## LISTED RECORDS
▼

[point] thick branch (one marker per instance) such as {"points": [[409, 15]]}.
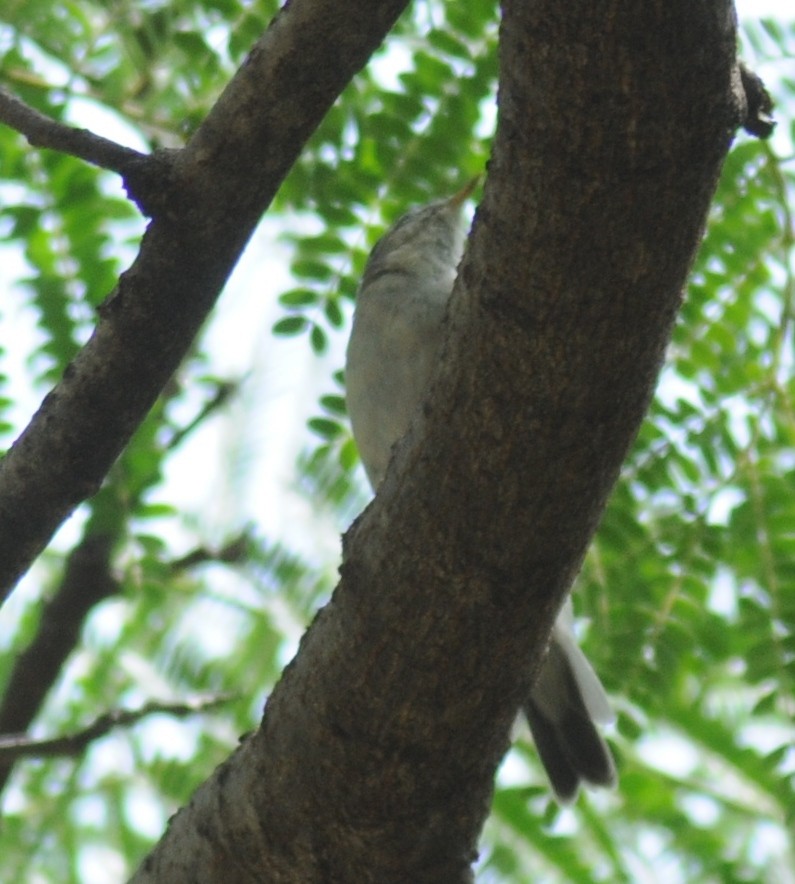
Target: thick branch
{"points": [[225, 178], [16, 746], [376, 755]]}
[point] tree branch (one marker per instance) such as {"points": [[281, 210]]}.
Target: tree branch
{"points": [[87, 580], [16, 746], [220, 184], [376, 756], [42, 131]]}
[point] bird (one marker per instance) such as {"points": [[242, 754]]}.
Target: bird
{"points": [[394, 345]]}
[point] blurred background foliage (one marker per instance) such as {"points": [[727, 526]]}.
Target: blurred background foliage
{"points": [[687, 597]]}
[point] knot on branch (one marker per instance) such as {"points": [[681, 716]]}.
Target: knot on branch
{"points": [[758, 117]]}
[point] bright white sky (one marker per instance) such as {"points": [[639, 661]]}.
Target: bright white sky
{"points": [[245, 463]]}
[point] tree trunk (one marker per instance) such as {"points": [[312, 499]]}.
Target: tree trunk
{"points": [[376, 755]]}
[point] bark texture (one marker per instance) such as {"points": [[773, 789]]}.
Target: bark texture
{"points": [[377, 751], [205, 201]]}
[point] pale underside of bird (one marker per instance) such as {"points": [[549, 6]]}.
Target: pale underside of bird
{"points": [[393, 349]]}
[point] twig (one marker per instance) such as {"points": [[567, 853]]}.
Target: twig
{"points": [[234, 551], [13, 746], [42, 131]]}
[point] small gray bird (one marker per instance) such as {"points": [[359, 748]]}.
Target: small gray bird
{"points": [[393, 348]]}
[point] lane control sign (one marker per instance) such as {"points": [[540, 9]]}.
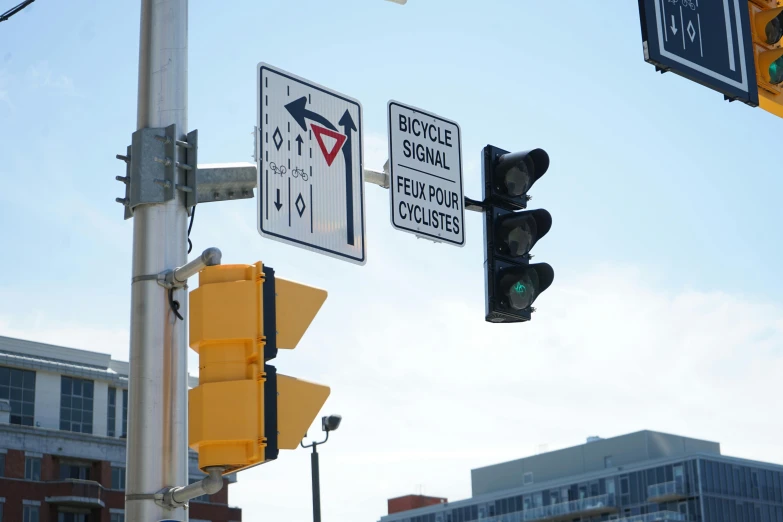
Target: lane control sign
{"points": [[310, 166]]}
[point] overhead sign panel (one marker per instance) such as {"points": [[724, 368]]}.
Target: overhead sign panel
{"points": [[310, 166], [425, 162], [707, 41]]}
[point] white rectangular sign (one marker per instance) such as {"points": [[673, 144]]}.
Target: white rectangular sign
{"points": [[425, 162], [310, 166]]}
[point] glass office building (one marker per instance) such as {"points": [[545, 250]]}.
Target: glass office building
{"points": [[640, 477]]}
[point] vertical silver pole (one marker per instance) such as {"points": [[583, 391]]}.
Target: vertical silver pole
{"points": [[157, 416]]}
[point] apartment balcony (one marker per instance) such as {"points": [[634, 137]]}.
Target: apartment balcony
{"points": [[660, 516], [72, 492], [586, 507], [666, 492]]}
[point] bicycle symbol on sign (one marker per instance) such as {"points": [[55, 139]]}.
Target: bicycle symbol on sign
{"points": [[280, 170], [685, 3], [296, 172]]}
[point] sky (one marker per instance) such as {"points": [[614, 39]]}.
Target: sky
{"points": [[665, 312]]}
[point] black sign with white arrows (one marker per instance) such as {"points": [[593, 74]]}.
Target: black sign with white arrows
{"points": [[707, 41]]}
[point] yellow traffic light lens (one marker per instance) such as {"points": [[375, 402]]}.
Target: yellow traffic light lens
{"points": [[520, 239], [776, 71], [774, 30], [517, 179]]}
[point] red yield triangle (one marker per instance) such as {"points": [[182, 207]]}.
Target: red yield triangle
{"points": [[329, 155]]}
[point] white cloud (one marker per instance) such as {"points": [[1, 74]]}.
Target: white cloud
{"points": [[42, 76], [113, 341]]}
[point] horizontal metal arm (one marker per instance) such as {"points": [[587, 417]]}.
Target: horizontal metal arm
{"points": [[179, 276], [209, 485], [225, 181]]}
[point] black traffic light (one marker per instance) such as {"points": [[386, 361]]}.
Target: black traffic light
{"points": [[512, 283]]}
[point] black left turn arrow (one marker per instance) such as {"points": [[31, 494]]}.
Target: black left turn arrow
{"points": [[277, 203]]}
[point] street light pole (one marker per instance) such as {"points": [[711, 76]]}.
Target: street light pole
{"points": [[316, 482], [330, 423], [157, 451]]}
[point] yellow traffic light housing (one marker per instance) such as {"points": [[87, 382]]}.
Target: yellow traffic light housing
{"points": [[766, 20], [243, 412]]}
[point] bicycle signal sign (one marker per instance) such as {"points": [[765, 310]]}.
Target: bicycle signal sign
{"points": [[310, 166]]}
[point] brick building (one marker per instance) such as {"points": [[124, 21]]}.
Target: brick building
{"points": [[63, 419]]}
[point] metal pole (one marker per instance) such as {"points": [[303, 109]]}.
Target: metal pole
{"points": [[316, 485], [157, 452]]}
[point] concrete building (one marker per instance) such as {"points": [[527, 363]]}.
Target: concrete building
{"points": [[640, 477], [63, 420]]}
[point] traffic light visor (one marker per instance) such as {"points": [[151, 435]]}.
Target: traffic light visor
{"points": [[518, 232], [520, 286], [768, 25], [516, 172]]}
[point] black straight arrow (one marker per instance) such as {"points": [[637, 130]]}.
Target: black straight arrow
{"points": [[346, 122], [299, 112], [277, 203]]}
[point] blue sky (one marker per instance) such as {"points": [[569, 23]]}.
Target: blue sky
{"points": [[665, 238]]}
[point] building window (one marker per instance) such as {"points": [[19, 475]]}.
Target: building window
{"points": [[74, 471], [111, 421], [18, 387], [30, 514], [32, 469], [76, 405], [124, 413], [118, 478]]}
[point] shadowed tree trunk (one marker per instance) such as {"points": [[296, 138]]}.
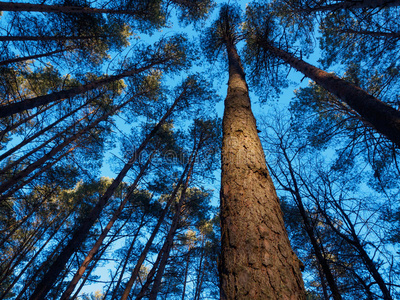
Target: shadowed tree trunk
{"points": [[79, 273], [309, 228], [81, 232], [160, 220], [257, 261], [10, 109], [23, 38], [348, 4], [8, 6], [384, 118], [36, 56]]}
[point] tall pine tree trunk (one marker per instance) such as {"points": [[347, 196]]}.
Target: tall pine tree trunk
{"points": [[384, 118], [257, 261]]}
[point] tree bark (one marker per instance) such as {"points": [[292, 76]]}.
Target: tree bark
{"points": [[257, 261], [384, 118], [10, 109], [81, 232]]}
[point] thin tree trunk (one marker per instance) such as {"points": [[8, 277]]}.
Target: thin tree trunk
{"points": [[36, 56], [149, 242], [10, 109], [199, 275], [21, 38], [81, 232], [186, 273], [383, 117], [371, 33], [29, 282], [8, 6], [25, 120], [42, 160], [169, 242], [257, 261], [41, 132], [79, 273], [15, 227], [309, 228], [39, 162], [34, 258], [348, 4], [355, 242], [323, 284], [126, 260], [25, 248], [37, 174]]}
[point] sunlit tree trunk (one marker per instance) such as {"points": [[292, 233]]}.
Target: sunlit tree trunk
{"points": [[257, 261]]}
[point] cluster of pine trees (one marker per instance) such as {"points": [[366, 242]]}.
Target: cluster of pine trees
{"points": [[80, 88]]}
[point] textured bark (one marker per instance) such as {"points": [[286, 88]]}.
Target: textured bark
{"points": [[81, 232], [257, 261], [10, 109], [384, 118]]}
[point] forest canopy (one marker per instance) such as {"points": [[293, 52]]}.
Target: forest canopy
{"points": [[124, 176]]}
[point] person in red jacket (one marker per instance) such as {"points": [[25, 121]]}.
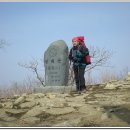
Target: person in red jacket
{"points": [[77, 55]]}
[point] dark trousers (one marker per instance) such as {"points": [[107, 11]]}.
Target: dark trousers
{"points": [[79, 78]]}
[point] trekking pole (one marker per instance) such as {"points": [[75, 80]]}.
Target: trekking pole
{"points": [[79, 82]]}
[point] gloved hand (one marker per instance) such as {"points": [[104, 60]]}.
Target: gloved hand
{"points": [[75, 59]]}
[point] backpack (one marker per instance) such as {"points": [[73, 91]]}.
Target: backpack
{"points": [[87, 57]]}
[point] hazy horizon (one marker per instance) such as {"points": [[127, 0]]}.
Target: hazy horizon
{"points": [[29, 28]]}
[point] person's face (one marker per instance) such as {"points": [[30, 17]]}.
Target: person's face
{"points": [[75, 43]]}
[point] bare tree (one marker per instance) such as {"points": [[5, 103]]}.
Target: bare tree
{"points": [[99, 57], [33, 65]]}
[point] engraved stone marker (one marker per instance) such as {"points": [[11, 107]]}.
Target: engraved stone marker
{"points": [[56, 64]]}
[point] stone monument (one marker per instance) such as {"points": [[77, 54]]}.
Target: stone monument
{"points": [[56, 64]]}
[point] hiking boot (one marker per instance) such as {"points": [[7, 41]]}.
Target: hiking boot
{"points": [[79, 92]]}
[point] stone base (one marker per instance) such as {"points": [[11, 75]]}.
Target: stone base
{"points": [[57, 89]]}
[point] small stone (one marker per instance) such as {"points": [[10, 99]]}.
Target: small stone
{"points": [[105, 116], [20, 100], [27, 105], [31, 120], [15, 112], [60, 111]]}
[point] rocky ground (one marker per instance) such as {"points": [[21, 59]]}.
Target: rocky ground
{"points": [[102, 105]]}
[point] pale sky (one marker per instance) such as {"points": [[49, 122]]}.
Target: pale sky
{"points": [[30, 27]]}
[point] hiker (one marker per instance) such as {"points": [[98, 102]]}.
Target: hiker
{"points": [[77, 55]]}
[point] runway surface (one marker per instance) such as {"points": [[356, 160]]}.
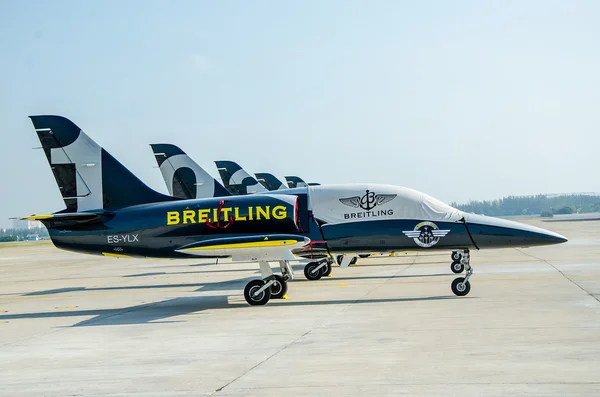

▲

## PROBLEM DETAILS
Starting at the line that holds "Target: backpack" and stopping at the last line of the listing above, write out each line exactly as it appears, and omit the pictures.

## ANSWER SPACE
Target: backpack
{"points": [[87, 57]]}
[point] hazy horizon (one marker per instance) such as {"points": [[127, 0]]}.
Target: hazy horizon
{"points": [[29, 28]]}
[point] person's face (one marker per instance) such as {"points": [[30, 17]]}.
Target: person's face
{"points": [[75, 43]]}
[point] bare tree (one marker per instance) such as {"points": [[5, 103]]}.
Target: bare tree
{"points": [[99, 57], [33, 65]]}
[point] engraved stone marker (one marker per instance) such as {"points": [[11, 107]]}.
Target: engraved stone marker
{"points": [[56, 64]]}
[point] stone monument (one marker per instance) such as {"points": [[77, 54]]}.
Target: stone monument
{"points": [[56, 64]]}
[point] hiking boot (one marker per instance) such as {"points": [[7, 41]]}.
Target: hiking boot
{"points": [[79, 92]]}
[point] stone base (one marker per instance) such as {"points": [[11, 75]]}.
Target: stone base
{"points": [[57, 89]]}
[point] small stone (one marker per instance) such as {"points": [[10, 99]]}.
Target: small stone
{"points": [[105, 116], [20, 100], [27, 105], [31, 120], [15, 112], [60, 111]]}
[point] rocky ground (one marker per instance) such as {"points": [[21, 59]]}.
Target: rocky ground
{"points": [[102, 105]]}
[point] pale sky (one marker per instance) such as {"points": [[49, 122]]}.
Target: pale sky
{"points": [[30, 27]]}
[point] hiker (one marker per instance) such as {"points": [[98, 102]]}.
Target: hiker
{"points": [[77, 55]]}
[point] runway surface (one marker per instance) such as {"points": [[356, 160]]}.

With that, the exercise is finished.